* TASK TO COMPLETE:
Write out all of the data below word for word, leaving out the pictures.

Records held in a dataset:
|---|

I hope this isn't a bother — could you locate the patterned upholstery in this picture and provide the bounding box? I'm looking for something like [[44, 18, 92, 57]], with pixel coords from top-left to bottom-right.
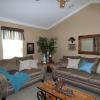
[[53, 56, 100, 94], [0, 56, 45, 98]]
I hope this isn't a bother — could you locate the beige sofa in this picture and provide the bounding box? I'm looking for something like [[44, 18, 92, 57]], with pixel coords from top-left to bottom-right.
[[53, 56, 100, 94], [0, 56, 45, 100]]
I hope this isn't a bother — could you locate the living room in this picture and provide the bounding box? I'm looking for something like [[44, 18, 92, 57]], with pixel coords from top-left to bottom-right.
[[0, 0, 100, 100]]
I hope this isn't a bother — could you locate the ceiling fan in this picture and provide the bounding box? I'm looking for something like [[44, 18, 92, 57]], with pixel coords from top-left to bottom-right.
[[35, 0, 70, 8]]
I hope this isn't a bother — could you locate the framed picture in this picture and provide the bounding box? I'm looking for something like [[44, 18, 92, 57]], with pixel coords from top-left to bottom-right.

|---|

* FINISHED TASK:
I hope this isn't a bother — could you locate the patterned upholstery in this picture and provide the bounding box? I'm looking for something like [[44, 18, 92, 57]], with pixel coords from top-left to bottom-right.
[[53, 56, 100, 94], [0, 56, 45, 98]]
I hope this isn't a bother — could you locate the beige sofa in this picture and provide the bounding box? I'm looking for something like [[44, 18, 92, 57]], with pixel coords from top-left to bottom-right.
[[53, 56, 100, 94], [0, 56, 45, 100]]
I hope this isn't a bother — could you locate the living room in this picture and provide the bounding box? I'm looking for something like [[44, 18, 92, 57]], with pixel coords from top-left to bottom-right.
[[0, 0, 100, 100]]
I hope this isn't a bother — could you locate the ceiling fan in this picture and provide the bounding box? I'm looking for something like [[44, 18, 92, 57]], with pixel coords from top-left to bottom-right.
[[35, 0, 70, 8]]
I hope this isn't a bother — could you locate the framed picture in this picture and provide the bounding box? I'm looking for something like [[44, 18, 92, 57]], with pixel coords from top-left to bottom-right.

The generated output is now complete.